米中首脳会談で両国が合意した「90日間」の通商協議で、米トランプ政権は、責任者に対中強硬派として知られる米通商代表部(USTR)のライトハイザー代表をあてると明らかにした。中国による知的財産の侵害やサイバー攻撃などを巡って厳しい交渉が見込まれ、関税の応酬が再びエスカレートする懸念もぬぐえない。
1日にあった米中首脳会談では、米側が来年1月から予定していた対中制裁関税の10%から25%への引き上げを見送ることなどで合意。米側の発表では、1日から90日間となる来年2月末を期限として知財問題などを協議し、折り合えなければ税率を引き上げる。
経済政策を主導する米国家経済会議(NEC)のカドロー議長は3日の電話会見で、交渉の指揮権が「ライトハイザー氏に委ねられた」と述べた。弁護士出身のライトハイザー氏は1980年代、レーガン政権でUSTRの次席代表を務めた。日本との鉄鋼協議で輸出の自主規制を引き出した「剛腕」で、「中国が米側の知財を奪うことで経済・軍事覇権を握ろうとしている」と強く懸念する対中強硬派の代表格だ。

ポインティング用データセットの項目
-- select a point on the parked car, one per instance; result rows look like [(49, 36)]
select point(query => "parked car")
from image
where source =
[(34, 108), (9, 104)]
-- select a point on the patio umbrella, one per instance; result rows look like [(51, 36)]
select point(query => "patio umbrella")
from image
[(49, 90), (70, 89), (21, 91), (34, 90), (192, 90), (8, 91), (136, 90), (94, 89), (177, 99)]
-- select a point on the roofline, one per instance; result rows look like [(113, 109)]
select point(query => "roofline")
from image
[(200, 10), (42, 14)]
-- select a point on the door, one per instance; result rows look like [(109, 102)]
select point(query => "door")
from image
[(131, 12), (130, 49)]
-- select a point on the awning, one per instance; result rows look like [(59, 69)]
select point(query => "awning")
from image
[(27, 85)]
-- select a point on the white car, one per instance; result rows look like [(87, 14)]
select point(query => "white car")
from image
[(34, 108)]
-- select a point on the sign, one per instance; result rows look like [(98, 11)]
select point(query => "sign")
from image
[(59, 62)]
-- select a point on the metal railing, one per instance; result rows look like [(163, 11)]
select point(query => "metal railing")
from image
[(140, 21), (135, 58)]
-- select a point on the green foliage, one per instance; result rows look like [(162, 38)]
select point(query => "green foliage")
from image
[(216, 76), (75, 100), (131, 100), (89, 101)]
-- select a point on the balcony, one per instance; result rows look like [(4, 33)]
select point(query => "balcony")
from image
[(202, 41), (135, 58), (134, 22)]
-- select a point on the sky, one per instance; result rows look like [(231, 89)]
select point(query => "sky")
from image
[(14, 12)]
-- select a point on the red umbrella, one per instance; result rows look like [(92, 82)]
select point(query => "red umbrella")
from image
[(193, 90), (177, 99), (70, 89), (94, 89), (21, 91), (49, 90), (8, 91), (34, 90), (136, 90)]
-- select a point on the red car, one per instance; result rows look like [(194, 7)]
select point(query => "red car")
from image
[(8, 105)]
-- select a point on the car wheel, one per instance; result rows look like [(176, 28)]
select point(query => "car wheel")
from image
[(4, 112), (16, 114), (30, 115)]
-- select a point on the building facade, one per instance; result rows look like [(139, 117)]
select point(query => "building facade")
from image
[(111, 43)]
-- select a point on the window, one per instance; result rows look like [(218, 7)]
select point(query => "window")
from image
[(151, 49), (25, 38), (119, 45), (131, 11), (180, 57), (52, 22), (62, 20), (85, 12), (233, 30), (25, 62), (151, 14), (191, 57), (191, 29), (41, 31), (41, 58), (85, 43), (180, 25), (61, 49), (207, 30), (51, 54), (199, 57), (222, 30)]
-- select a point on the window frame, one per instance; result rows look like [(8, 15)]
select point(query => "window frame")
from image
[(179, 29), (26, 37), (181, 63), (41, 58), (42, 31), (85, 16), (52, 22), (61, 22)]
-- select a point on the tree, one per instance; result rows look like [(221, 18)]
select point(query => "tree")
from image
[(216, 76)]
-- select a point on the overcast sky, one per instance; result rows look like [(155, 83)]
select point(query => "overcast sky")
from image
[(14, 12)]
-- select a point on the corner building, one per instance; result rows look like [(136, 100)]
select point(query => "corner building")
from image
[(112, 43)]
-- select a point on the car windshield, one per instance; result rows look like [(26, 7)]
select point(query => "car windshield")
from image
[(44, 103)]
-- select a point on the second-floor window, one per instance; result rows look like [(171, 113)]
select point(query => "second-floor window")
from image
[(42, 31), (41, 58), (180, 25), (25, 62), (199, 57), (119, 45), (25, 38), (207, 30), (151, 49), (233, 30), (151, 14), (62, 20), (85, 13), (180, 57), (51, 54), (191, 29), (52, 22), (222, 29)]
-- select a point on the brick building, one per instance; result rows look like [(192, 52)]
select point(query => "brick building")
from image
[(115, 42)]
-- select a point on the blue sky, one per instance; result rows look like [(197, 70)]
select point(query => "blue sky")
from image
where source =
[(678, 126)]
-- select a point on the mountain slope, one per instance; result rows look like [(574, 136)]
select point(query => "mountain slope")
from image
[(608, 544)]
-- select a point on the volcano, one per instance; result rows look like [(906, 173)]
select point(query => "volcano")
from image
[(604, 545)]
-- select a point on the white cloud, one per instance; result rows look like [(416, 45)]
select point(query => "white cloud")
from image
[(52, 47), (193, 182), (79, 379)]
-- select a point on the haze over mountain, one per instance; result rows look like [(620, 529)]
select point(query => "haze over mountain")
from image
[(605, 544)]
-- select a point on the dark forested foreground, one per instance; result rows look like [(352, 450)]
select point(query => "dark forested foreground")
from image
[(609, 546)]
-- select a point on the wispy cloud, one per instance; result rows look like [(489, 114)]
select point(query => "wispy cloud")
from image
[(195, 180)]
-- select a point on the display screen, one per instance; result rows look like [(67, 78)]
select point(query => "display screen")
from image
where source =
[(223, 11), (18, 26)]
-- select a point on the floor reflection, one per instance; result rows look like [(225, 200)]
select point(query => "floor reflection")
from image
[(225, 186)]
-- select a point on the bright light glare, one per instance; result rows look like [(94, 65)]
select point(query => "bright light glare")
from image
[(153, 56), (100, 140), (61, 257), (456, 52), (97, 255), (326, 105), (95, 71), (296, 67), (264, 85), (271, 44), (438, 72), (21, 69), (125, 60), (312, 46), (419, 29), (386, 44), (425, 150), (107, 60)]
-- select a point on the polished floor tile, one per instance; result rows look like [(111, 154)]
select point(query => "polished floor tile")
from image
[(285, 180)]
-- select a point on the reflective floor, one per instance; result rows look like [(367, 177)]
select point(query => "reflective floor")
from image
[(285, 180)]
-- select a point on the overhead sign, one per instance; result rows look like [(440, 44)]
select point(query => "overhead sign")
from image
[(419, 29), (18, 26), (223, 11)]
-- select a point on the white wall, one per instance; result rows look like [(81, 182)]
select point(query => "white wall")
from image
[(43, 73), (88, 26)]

# [取り組む課題]
• a. 米中通商協議の記事について、次の(i)〜(iii)がそれぞれ記事の内容と合っているかを「はい」か「いいえ」で答え、判断の決め手となる記事中の語句を原文どおり引用してください。(i) 米中首脳会談で、米側は来年1月から対中制裁関税を25%に引き上げることで合意した。(ii) ライトハイザー氏は弁護士出身である。(iii) カドロー議長は3日の電話会見で交渉の指揮権について述べた。
• b. 米中通商協議の記事の最後の文に続けて、その先の文章を書いてください。

# [課題ごとの結果]
• a.
(i) いいえ。「米側が来年1月から予定していた対中制裁関税の10%から25%への引き上げを見送ることなどで合意」
(ii) はい。「弁護士出身のライトハイザー氏は」
(iii) はい。「カドロー議長は3日の電話会見で、交渉の指揮権が「ライトハイザー氏に委ねられた」と述べた」

• b.
今年半ばまでの対中協議は、金融界出身で穏健派のムニューシン財務長官が主導。5月には中国の劉鶴(リウホー)副首相との間で関税の応酬を「一時停止」することで合意したが、米政権の対中強硬派の意向でほごになり、求心力を失っていた。
そのムニューシン氏は3日、米CNBCテレビのインタビューに、首脳会談で中国側から「1兆2千億ドル(約136兆円)超の輸入を増やすと申し出があった」と語った。中国側が長期にわたる米国産品の輸入拡大案を示したとみられる。購入拡大の項目には、工業製品や自動車、液化天然ガス(LNG)などが含まれているという。
ただ、中国側にとって輸入拡大は譲歩しやすい条件だ。市場の需給にも左右されるため、「口約束」に終わる可能性もある。サイバー攻撃や海外企業への技術移転の強要など、米側が問題視する中核的な項目についての具体的な改善策や譲歩の提案は見えてこない。
米側にとって中国を牽制(けんせい)する決め手の条件である「90日間」の猶予期間についても混乱があった。カドロー氏は会見で起点を記者に問われ「来年1月1日」と明言。その後ホワイトハウスが「今年12月1日」と訂正した。実質的な交渉期間は、既に3カ月を切っている。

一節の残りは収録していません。